▶ [INPUT]:

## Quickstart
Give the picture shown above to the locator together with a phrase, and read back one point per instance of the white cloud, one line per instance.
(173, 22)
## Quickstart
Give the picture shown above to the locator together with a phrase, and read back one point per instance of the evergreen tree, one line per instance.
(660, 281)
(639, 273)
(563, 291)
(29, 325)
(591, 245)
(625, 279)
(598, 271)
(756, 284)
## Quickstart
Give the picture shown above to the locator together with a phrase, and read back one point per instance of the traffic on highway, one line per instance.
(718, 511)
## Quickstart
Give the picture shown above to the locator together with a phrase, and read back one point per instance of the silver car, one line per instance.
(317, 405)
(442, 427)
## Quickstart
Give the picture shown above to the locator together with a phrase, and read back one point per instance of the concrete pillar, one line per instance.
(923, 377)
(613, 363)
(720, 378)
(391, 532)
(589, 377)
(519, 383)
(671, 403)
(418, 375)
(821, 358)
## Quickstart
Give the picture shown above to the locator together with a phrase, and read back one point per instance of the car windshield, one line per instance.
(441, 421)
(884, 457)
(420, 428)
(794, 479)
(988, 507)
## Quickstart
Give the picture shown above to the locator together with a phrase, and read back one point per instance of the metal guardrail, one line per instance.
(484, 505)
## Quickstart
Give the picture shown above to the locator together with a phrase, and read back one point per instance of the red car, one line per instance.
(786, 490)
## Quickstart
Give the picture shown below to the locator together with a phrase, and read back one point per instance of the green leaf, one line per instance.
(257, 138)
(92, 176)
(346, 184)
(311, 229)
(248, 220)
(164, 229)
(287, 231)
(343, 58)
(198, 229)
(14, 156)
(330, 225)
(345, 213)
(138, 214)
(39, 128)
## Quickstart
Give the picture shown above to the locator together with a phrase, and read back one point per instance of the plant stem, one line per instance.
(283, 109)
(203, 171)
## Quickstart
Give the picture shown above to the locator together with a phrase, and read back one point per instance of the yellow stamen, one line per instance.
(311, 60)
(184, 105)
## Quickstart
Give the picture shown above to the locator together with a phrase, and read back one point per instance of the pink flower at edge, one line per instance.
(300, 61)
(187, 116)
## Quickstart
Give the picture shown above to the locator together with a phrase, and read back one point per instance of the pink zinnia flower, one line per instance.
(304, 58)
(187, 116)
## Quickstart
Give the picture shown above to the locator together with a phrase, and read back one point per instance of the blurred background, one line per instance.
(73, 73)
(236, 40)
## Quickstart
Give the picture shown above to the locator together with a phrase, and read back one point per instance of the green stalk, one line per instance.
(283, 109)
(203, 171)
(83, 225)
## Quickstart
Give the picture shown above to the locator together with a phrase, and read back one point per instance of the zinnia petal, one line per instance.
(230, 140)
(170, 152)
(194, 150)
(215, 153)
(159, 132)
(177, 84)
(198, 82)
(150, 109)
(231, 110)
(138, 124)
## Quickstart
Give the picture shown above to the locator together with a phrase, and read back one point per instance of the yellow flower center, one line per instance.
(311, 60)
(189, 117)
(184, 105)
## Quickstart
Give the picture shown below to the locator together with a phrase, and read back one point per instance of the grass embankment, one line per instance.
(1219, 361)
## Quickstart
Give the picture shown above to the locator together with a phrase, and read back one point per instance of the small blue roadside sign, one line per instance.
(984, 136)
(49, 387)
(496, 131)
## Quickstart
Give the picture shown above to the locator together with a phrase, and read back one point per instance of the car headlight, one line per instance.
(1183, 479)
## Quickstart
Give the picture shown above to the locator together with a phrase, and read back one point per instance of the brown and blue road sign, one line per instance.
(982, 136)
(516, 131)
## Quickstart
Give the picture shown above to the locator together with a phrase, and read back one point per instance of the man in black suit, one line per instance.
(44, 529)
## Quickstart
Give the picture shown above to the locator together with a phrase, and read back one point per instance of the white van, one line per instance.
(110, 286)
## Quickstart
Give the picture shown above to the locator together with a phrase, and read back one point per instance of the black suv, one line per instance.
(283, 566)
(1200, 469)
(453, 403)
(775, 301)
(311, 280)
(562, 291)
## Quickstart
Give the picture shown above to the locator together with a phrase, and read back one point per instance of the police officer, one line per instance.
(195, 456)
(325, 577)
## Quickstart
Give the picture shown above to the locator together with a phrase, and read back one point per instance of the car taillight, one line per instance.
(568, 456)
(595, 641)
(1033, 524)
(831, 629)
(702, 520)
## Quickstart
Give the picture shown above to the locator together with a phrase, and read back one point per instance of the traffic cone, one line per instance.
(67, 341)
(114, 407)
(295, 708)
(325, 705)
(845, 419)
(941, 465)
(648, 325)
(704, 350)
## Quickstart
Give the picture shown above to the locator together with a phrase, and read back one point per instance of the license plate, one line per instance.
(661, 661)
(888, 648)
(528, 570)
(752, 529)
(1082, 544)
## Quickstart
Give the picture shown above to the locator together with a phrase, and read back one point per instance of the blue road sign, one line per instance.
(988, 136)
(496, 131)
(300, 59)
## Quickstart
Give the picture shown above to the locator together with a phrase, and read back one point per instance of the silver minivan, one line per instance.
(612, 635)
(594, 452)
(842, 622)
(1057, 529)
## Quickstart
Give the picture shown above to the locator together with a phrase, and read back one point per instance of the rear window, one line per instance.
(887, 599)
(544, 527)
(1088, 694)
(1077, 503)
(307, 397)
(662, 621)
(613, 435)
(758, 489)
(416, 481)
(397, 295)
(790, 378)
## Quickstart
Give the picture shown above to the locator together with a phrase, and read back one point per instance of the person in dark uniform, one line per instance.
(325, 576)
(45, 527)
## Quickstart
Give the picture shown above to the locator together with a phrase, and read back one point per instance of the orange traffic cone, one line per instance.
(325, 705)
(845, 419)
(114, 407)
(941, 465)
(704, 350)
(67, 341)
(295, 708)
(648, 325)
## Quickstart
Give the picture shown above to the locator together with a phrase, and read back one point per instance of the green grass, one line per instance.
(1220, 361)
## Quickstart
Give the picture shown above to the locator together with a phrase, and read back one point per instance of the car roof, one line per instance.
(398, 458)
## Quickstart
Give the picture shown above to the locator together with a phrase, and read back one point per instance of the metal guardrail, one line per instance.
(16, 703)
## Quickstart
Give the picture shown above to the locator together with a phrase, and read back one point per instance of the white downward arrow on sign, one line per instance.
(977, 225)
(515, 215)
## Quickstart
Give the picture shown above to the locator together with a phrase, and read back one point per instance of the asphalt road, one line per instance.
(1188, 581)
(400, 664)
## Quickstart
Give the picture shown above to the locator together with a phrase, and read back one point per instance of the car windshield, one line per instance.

▶ [EXERCISE DESCRIPTION]: Count the lines of the data above that contain the string "silver", and give only that number.

▶ [TASK ANSWER]: 2